Task inputs:

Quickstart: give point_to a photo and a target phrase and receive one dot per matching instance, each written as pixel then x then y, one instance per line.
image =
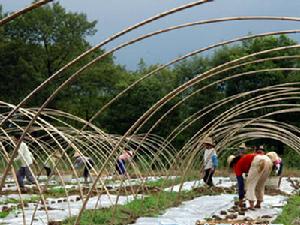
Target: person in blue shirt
pixel 210 161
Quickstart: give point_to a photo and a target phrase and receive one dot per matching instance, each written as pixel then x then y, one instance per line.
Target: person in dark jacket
pixel 87 162
pixel 210 161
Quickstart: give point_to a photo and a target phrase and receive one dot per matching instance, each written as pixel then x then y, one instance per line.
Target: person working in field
pixel 83 161
pixel 277 166
pixel 210 161
pixel 51 162
pixel 258 167
pixel 26 158
pixel 120 165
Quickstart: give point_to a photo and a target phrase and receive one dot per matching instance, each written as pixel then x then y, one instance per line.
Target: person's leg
pixel 21 176
pixel 28 175
pixel 85 174
pixel 48 171
pixel 252 179
pixel 260 187
pixel 210 175
pixel 205 178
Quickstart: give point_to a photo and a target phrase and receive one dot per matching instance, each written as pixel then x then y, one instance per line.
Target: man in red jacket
pixel 258 167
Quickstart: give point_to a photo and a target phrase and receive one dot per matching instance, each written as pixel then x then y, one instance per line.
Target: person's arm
pixel 215 161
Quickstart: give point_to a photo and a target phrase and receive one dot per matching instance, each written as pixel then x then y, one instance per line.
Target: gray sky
pixel 115 15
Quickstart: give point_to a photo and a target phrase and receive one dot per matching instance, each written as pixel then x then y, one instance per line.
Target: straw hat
pixel 243 145
pixel 57 154
pixel 209 141
pixel 76 154
pixel 130 153
pixel 229 159
pixel 273 156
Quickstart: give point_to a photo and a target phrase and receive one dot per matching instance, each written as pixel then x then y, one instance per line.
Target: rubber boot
pixel 251 203
pixel 258 206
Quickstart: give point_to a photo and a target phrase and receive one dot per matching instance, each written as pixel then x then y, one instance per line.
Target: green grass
pixel 3 214
pixel 291 211
pixel 150 206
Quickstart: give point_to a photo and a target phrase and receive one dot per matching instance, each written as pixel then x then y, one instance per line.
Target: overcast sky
pixel 115 15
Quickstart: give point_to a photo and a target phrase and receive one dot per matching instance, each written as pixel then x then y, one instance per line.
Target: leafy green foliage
pixel 291 211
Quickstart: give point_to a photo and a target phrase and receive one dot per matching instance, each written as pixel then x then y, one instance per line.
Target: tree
pixel 37 44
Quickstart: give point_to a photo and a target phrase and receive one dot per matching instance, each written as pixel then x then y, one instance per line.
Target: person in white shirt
pixel 87 162
pixel 26 158
pixel 51 162
pixel 210 161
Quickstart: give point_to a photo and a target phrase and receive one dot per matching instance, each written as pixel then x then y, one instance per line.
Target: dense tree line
pixel 39 43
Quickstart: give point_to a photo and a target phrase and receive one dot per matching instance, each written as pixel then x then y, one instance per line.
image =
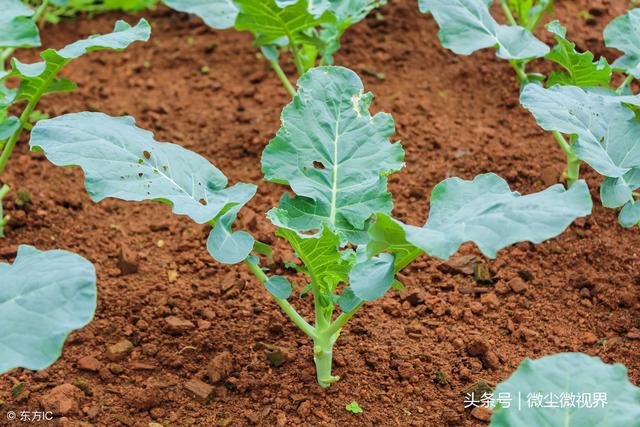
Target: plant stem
pixel 519 69
pixel 3 219
pixel 507 12
pixel 283 77
pixel 296 56
pixel 624 84
pixel 284 304
pixel 572 174
pixel 342 320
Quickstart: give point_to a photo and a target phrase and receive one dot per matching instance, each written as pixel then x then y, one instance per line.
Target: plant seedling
pixel 335 157
pixel 592 121
pixel 43 297
pixel 42 78
pixel 310 29
pixel 567 389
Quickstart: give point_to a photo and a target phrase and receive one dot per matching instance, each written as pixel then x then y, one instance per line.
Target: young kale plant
pixel 55 10
pixel 335 158
pixel 467 26
pixel 33 81
pixel 573 389
pixel 43 297
pixel 599 120
pixel 591 120
pixel 310 29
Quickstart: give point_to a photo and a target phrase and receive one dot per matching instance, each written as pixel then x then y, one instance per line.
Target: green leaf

Task requirements: Rename "point_to" to "find_points" everywhere it appears in the entries above, and give every entry again with nothing else changed. Leave the pictures out of your answer.

Response to this exercise:
Quickstart: give find_points a photo and a target phrase and receive one dot per matching instance, each written as pixel then x then y, one instance per line.
image =
Target: person in blue shirt
pixel 210 161
Quickstart: give find_points a photo and a target phrase and receive one dot per matching instance, each written as pixel then x then y, one instance per line.
Target: person in dark jacket
pixel 87 162
pixel 210 161
Quickstart: give find_points a photo and a target phrase and receive one dot per matching instance, each written as pixel then x then y, one instance per line.
Target: person working in field
pixel 83 161
pixel 277 166
pixel 210 161
pixel 51 162
pixel 258 167
pixel 26 158
pixel 120 165
Quickstart: give find_points a photo and a target phrase and receive one dot per matching instance, each written as pixel then x then y, one instance per line.
Target: person's leg
pixel 21 176
pixel 28 175
pixel 85 174
pixel 48 171
pixel 252 179
pixel 260 187
pixel 210 175
pixel 205 178
Quickstart: give find_points a photo and a target phrase and receive one dot per matching instance, each written as pixel then x then y, one instance per line.
Target: man in red jacket
pixel 258 167
Quickstart: give find_points a photo and a target phrase and receive one dot per matching instance, each written as pixel then x then y, one instance per line.
Target: person's arm
pixel 215 161
Quickstart: give find_points a photo and a target phrase and receive one dot per matching instance, each written as pixel then x then y, one instance per line.
Target: gray sky
pixel 115 15
Quickstart: give find_points a photo and a target phrase and receive one dot per matching instance, each written as pixel then x then y, one instance per line.
Target: straw hat
pixel 243 145
pixel 57 154
pixel 209 141
pixel 76 154
pixel 130 153
pixel 229 159
pixel 273 156
Quickstart: give find_points a photo and a target phrase and receive one dot per matching instance, each written as pixel then x then y, one instance per line.
Target: rubber boot
pixel 251 203
pixel 258 206
Quickstart: give find_points a photo and a target phrase and receive one dot per matching instance, each written as pixel then x then y, one instance per line.
Target: green grass
pixel 3 214
pixel 291 211
pixel 150 206
Quickstart: give find_points a photo and a target phrase and receive one dot per matching instance, each written as pixel then x then y, one instance per line.
Target: overcast sky
pixel 115 15
Quickstart: give find_points a photo and a target phrase and receive one dot per matching instance, each written as pixel then x then y, one instance per line.
Target: leafy green foliage
pixel 291 211
Quickstart: give find_points a photo and a target phrase and receive one dot per matching instance, each written as pixel then x then y, one instance per line.
Target: tree
pixel 37 44
Quickstart: give find_points a photo and a target phrase and receive one dot per matching instance, each written as pixel then x then y, one instance per line.
Target: person in white shirt
pixel 87 162
pixel 26 158
pixel 51 162
pixel 210 161
Quickstart: give find_points a photo and a target phrase and receive one dot per matching instance, each written as pixel then x then y, one instance per line.
Target: dense tree line
pixel 39 43
Quickstart: give find_points a photo and a target phrase and receive one dot per matching instance, each written as pixel then x then y, one instance per line.
image =
Target: plant stem
pixel 519 69
pixel 3 219
pixel 507 12
pixel 283 77
pixel 296 56
pixel 624 84
pixel 284 304
pixel 572 174
pixel 342 320
Quickstart: give find_points a photo and a target phrase and receive one dot per matching instance, each written as pixel then x then y, one instance per line.
Target: plant seedling
pixel 335 157
pixel 592 121
pixel 43 297
pixel 42 78
pixel 310 29
pixel 567 389
Quickstart: give find_points a photo and a target phrase and receive one dot per matching instance, each written as pixel then x then y, one instance per line.
Target: young kale plant
pixel 55 10
pixel 335 158
pixel 467 26
pixel 33 81
pixel 573 389
pixel 43 297
pixel 599 120
pixel 591 120
pixel 310 29
Quickstart: give find_points a photo and a target phrase and receive one dot per matching instance, each written as pixel then x then y, one instance per line.
Target: green leaf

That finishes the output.